Copy out the lines below, swapping "glossy green leaf" for "shiny green leaf" and keeping everything else the same.
━━━━━ Exercise materials
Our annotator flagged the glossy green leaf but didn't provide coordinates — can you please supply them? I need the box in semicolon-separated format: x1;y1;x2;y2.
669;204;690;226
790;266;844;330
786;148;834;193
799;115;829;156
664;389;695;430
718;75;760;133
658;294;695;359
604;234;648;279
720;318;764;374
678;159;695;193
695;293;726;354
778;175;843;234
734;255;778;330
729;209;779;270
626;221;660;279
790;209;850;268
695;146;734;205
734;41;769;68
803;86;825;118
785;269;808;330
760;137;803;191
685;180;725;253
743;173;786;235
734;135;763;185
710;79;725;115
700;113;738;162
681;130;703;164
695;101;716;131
━━━━━━━━━━
§ **Result of this exercise**
Our annotator flagged the shiny green leaf but didn't provide coordinates — can you please supply them? I need the box in semicolon-separated format: x1;y1;x2;y2.
669;204;690;226
790;266;844;330
786;148;834;193
799;115;829;156
664;389;695;430
718;75;760;133
658;294;695;359
604;234;648;279
720;318;764;374
678;159;695;193
695;293;726;354
778;175;843;234
734;255;778;330
729;209;779;270
626;221;660;279
790;209;850;268
695;146;734;205
734;41;769;68
803;86;825;118
785;269;808;330
760;137;803;191
685;180;725;253
743;173;786;235
734;135;763;185
710;79;725;115
700;113;738;162
681;130;703;164
695;101;716;131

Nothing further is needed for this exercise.